SUPPLIED ENTRIES:
======

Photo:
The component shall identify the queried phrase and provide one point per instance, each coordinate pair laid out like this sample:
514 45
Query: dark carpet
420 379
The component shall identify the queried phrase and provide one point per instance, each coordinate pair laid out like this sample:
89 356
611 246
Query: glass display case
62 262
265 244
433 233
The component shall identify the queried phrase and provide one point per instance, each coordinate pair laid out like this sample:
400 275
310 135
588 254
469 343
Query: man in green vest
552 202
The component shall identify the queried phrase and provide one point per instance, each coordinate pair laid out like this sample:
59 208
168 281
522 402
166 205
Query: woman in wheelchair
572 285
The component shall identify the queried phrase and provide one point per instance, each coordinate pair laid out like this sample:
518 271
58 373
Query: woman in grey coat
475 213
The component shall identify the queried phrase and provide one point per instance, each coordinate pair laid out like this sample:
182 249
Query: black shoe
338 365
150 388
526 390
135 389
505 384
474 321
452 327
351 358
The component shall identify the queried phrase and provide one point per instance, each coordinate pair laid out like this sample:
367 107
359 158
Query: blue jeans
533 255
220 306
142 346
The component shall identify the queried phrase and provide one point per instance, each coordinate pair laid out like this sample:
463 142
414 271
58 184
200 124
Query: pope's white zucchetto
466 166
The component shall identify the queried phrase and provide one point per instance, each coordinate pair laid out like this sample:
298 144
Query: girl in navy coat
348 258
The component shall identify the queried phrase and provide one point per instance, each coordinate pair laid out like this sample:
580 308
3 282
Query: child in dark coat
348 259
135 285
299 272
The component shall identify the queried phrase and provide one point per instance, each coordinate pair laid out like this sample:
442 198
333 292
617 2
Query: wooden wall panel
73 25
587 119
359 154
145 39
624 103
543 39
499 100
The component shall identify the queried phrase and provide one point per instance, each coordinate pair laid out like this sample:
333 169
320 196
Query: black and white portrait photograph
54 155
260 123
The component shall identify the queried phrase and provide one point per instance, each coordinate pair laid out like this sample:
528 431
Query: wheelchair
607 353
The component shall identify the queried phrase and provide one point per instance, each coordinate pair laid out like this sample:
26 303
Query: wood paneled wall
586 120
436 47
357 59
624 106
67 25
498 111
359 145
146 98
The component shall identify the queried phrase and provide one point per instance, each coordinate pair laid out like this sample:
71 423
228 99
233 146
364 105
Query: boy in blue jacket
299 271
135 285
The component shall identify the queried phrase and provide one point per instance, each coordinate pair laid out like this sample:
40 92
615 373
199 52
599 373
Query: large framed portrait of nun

======

DO THIS:
List each line in the records above that contains the string "wheelchair".

SOLUTION:
Query: woman in wheelchair
Query: wheelchair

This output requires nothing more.